* **WORK ORDER**
Line by line, retype the material below exactly, from its first line up to and including the one holding "Find the truck".

================================

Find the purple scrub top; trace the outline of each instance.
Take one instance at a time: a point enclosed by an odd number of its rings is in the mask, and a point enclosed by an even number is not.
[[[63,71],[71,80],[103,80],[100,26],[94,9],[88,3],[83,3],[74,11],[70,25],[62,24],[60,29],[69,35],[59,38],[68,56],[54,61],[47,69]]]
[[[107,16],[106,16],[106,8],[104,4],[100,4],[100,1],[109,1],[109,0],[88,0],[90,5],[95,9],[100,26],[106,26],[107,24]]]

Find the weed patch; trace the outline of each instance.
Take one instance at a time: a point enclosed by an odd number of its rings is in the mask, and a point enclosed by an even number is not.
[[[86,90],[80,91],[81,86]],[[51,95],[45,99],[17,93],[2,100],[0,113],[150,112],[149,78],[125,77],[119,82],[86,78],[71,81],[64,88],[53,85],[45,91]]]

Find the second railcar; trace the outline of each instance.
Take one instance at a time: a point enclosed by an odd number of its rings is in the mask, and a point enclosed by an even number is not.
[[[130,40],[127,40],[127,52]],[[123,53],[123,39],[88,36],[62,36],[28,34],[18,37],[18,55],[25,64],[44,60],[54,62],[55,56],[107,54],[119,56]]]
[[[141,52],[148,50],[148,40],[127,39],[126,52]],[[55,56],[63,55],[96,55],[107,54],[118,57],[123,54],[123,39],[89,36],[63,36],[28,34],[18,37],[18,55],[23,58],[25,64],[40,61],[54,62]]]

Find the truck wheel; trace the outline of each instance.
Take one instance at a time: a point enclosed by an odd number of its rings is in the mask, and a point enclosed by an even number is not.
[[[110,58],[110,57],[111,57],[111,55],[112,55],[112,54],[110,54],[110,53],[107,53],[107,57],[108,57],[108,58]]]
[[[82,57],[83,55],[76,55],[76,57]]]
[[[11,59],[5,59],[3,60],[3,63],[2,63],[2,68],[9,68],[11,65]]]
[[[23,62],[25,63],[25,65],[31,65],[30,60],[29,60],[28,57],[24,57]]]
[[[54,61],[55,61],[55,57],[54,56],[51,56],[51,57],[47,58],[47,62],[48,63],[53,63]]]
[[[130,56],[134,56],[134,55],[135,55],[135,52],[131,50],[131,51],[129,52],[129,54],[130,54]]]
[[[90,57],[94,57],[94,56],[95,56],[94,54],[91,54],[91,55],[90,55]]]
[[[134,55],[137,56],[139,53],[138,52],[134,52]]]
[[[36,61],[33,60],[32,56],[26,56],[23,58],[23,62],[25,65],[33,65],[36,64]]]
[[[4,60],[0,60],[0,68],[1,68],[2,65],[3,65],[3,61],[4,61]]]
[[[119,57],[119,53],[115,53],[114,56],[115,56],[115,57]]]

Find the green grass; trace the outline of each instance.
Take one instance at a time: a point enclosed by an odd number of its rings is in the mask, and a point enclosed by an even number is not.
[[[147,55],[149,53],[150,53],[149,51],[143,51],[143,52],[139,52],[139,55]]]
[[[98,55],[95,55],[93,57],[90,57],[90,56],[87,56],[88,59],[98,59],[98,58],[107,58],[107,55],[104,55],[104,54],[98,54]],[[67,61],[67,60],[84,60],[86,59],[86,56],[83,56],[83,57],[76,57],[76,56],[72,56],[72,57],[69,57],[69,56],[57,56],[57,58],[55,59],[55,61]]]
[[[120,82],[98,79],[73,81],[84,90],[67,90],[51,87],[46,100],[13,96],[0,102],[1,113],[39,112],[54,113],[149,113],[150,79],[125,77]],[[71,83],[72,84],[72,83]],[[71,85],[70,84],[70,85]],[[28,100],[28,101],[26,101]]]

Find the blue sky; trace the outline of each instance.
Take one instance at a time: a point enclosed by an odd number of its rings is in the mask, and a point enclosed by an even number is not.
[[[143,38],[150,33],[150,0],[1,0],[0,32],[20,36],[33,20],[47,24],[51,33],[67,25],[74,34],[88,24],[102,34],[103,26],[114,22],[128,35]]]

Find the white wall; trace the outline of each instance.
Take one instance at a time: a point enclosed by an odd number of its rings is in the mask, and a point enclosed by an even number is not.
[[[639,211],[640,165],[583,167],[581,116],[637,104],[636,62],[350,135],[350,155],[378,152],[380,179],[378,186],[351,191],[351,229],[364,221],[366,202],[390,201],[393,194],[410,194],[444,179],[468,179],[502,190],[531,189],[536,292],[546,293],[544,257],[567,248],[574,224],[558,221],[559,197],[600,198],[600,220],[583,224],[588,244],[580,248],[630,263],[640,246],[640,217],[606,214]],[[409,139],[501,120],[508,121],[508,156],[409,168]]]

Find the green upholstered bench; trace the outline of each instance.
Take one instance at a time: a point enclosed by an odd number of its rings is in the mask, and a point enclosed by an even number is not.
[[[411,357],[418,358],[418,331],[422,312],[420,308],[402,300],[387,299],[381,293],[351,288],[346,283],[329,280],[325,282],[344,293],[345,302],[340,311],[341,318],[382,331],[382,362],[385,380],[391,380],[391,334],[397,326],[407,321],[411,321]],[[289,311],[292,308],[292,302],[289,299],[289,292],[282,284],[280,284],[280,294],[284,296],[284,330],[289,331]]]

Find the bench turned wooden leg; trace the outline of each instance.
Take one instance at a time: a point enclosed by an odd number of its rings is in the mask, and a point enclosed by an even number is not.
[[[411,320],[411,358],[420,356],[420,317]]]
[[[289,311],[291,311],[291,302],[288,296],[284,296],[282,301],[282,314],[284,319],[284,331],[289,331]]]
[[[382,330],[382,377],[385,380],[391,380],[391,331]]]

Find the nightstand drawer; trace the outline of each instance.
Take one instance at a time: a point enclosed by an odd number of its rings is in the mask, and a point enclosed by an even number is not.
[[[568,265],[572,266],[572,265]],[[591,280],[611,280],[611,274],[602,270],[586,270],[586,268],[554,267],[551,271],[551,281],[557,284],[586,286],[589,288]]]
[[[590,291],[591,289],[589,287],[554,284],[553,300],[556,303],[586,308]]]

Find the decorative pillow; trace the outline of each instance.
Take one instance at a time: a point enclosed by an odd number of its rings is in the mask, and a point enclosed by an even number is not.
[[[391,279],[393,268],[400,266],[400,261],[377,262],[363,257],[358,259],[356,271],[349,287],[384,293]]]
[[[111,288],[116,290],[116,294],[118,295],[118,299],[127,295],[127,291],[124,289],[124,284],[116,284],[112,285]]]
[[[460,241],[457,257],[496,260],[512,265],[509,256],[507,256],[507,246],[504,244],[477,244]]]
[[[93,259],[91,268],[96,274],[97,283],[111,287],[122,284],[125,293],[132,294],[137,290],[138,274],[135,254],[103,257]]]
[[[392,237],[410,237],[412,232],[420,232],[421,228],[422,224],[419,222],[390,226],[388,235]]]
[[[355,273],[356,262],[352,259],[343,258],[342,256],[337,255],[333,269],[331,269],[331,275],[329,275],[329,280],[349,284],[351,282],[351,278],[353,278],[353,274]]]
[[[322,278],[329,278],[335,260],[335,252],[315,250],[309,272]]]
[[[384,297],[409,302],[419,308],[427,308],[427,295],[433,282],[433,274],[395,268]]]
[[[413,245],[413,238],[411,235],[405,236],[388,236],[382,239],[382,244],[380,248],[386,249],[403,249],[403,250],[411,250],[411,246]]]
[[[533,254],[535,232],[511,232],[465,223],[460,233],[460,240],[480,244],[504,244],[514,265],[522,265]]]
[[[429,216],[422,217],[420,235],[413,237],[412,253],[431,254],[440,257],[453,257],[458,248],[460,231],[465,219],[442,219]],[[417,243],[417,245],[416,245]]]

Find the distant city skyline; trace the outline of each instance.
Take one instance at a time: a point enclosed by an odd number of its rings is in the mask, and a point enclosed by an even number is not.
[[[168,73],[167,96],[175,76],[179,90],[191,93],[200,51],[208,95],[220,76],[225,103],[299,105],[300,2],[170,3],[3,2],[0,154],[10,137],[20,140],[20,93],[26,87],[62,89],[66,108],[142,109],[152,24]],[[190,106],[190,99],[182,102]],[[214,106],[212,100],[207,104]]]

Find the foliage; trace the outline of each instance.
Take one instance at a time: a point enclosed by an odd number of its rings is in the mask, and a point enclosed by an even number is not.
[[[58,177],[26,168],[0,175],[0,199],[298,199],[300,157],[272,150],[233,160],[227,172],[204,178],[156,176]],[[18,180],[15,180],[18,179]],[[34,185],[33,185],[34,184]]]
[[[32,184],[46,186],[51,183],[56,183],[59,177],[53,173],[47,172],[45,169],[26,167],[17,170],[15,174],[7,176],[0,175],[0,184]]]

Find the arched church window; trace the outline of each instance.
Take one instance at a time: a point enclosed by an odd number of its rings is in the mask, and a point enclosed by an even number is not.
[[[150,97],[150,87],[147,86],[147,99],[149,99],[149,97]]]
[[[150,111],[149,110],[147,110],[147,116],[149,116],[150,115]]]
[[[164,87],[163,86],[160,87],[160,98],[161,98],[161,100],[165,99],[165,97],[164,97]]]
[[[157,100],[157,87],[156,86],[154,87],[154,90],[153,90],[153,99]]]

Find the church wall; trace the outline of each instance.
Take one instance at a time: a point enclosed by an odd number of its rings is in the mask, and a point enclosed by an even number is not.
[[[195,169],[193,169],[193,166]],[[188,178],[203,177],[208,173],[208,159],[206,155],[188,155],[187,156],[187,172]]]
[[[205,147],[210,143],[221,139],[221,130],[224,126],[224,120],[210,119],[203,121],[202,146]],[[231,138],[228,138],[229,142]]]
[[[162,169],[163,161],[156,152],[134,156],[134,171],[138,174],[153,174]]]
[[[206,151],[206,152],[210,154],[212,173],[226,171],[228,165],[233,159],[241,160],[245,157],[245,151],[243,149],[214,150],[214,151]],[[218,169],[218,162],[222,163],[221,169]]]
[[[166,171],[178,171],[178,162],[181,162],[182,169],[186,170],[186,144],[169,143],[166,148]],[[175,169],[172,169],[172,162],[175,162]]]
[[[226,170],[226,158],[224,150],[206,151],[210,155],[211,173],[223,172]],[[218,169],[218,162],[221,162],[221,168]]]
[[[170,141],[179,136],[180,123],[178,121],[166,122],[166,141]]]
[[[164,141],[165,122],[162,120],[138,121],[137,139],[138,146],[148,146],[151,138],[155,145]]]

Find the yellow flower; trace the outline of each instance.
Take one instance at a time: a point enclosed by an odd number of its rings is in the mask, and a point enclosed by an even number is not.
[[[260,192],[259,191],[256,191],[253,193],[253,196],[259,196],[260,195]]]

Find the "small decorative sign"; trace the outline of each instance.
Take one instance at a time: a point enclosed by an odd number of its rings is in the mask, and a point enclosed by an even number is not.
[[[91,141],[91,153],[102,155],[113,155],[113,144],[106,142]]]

================================

* **OUTPUT OF THE EXERCISE**
Find the purple scrub top; trace the outline of each instance.
Take one instance at a time: a point enclosed by an odd number of its rings is in the mask, and a point enclosed by an even number is not.
[[[63,71],[71,80],[103,80],[100,26],[94,9],[88,3],[83,3],[74,11],[70,25],[62,24],[60,29],[69,35],[59,38],[68,56],[54,61],[47,69]]]
[[[107,16],[106,16],[106,8],[104,4],[100,4],[100,1],[109,1],[109,0],[88,0],[90,5],[95,9],[100,26],[106,26],[107,24]]]

Find the weed patch; trace the outline of each instance.
Take one instance at a time: a point enclosed by an odd number of its rings is in the mask, and a point enclosed by an even number is not.
[[[86,90],[80,91],[81,86]],[[51,95],[45,99],[17,93],[2,100],[0,113],[150,112],[149,78],[125,77],[119,82],[86,78],[71,81],[64,88],[53,85],[45,91]]]

Find the second railcar; trace the outline of each instance.
Take one instance at a time: a point enclosed by an odd number of its rings is in the mask, and a point enclosed by an even number is not.
[[[130,40],[127,40],[127,52]],[[123,53],[123,39],[88,36],[62,36],[28,34],[18,37],[18,55],[25,64],[44,60],[54,62],[55,56],[107,54],[119,56]]]
[[[141,52],[148,50],[148,40],[127,39],[126,52]],[[55,56],[63,55],[96,55],[107,54],[118,57],[123,54],[123,39],[89,36],[63,36],[28,34],[18,37],[18,55],[23,58],[25,64],[40,61],[54,62]]]

Find the truck wheel; trace the outline of each instance.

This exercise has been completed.